# [INSTRUÇÕES DO EXERCÍCIO]
No texto sobre feminismo, copie o trecho que abre com as palavras "Mas vamos combinar, mulher" e fecha com "combina com submissão.", trocando "bibliografia" por "referências".

# [TEXTO DO EXERCÍCIO]
• • • •

Mas vamos combinar, mulher nenhuma tem obrigação de ensinar homem algum sobre feminismo. No máximo, se tiver, pode passar bibliografia, que isso não configura exploração. O resto ele que se vire no google como qualquer outro mortal. Mulher não tem obrigação de gostar de homem. Então, homens construíram um sistema que exala desprezo e ódio pelas mulheres por todos os poros e as mulheres nem podem expressar seu ódio por ele? Portanto, não tem essa de dizer que as que dizem não gostar de homens não são feministas. Como não? Porque escaparam do adestramento para amar incondicionalmente quem nada faz para ser amável? Se não querem ser odiados, não sejam odiáveis. Se querem ser amados, que sejam por seus méritos, não na base de todo o tipo de coação. Amor de verdade não combina com submissão.

Coletivos de Homens Antipatriarcais (na Argentina)
Por outro lado, existem sim homens pró-feministas, antipatriarcais, mas são aqueles homens que buscam desconstruir em si mesmos os condicionamentos que receberam. Um homem antipatriarcal respeita o direito de mulheres não quererem conversa com ele seja sobre o quer for, incluindo feminismo. Assim como entende que uma mulher pode não querer se relacionar sexualmente com ele. Entende o significado da palavra NÃO.

Em vez de ficar enchendo o saco de quem não tem esse apêndice, se realmente se interessa pelo tema, vai à luta, busca informações sobre o mesmo, constrói sites sobre gênero e feminismo (vi alguns) e cria grupos para discutir com outros homens outros modelos de ser homem em vez de querer forçar presença onde não é bem-vindo. Inclusive porque também sabe que homens e mulheres convivem em muitos outros ambientes onde se pode discutir feminismo sem ser o movimento feminista. Fora os espaços interseccionais que podem ser criados para esse fim COM MULHERES QUE SE DISPONHAM A CONVERSAR. 

O homem antipatriarcal também entende porque algumas mulheres detestam homens, embora pessoalmente isso lhe seja doloroso, e busca desarmar a bomba patriarcal que criou esse sintoma em vez de simplesmente rotular essas mulheres de loucas necessitadas de tratamento. Chamar mulheres que não gostam de homens de loucas é negar a realidade objetiva do mundo em que vivemos. De repente, estão mais é zonzas de dolorosa lucidez. Loucas são as estruturas do sistema que os homens criaram e não as mulheres que as odeiam.

• • • •

# [DADOS DE ENTRADA]

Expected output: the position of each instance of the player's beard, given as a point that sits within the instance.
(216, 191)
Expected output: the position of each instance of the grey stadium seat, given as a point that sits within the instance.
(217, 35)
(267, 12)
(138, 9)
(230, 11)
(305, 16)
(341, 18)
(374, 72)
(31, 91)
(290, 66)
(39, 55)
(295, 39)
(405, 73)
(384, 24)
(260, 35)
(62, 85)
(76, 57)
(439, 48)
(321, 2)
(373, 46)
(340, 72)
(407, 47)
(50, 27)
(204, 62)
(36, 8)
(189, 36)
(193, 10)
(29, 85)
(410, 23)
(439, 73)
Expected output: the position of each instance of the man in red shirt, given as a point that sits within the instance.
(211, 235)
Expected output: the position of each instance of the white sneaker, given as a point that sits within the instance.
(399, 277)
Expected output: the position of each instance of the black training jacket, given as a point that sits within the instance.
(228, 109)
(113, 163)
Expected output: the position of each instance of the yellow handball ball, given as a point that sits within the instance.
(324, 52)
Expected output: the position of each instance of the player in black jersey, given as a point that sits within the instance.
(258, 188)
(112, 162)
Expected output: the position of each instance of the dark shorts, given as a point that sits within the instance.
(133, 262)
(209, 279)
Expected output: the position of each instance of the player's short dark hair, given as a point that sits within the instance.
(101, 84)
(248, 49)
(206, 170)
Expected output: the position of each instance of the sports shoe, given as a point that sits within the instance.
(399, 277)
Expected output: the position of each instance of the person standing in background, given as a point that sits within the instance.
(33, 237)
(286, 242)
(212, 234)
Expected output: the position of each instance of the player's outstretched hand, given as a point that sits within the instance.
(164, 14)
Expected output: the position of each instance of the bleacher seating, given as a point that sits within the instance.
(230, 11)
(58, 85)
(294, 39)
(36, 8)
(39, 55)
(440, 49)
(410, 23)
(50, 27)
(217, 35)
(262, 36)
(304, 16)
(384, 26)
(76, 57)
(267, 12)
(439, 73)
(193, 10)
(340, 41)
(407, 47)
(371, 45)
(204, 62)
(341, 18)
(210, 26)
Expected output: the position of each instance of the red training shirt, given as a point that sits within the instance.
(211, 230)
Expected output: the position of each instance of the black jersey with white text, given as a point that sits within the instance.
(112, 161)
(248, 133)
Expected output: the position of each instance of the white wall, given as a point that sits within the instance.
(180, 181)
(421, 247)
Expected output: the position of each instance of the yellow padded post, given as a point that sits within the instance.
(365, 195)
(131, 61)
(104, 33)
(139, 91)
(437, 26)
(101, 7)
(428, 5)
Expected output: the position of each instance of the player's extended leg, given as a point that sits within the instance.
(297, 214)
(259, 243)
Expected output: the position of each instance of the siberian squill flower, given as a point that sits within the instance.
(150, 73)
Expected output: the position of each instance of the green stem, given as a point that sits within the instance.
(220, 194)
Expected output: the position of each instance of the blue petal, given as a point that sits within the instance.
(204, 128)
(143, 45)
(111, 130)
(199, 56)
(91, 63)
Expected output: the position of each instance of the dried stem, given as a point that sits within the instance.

• • • •

# [RESPOSTA]
Mas vamos combinar, mulher nenhuma tem obrigação de ensinar homem algum sobre feminismo. No máximo, se tiver, pode passar referências, que isso não configura exploração. O resto ele que se vire no google como qualquer outro mortal. Mulher não tem obrigação de gostar de homem. Então, homens construíram um sistema que exala desprezo e ódio pelas mulheres por todos os poros e as mulheres nem podem expressar seu ódio por ele? Portanto, não tem essa de dizer que as que dizem não gostar de homens não são feministas. Como não? Porque escaparam do adestramento para amar incondicionalmente quem nada faz para ser amável? Se não querem ser odiados, não sejam odiáveis. Se querem ser amados, que sejam por seus méritos, não na base de todo o tipo de coação. Amor de verdade não combina com submissão.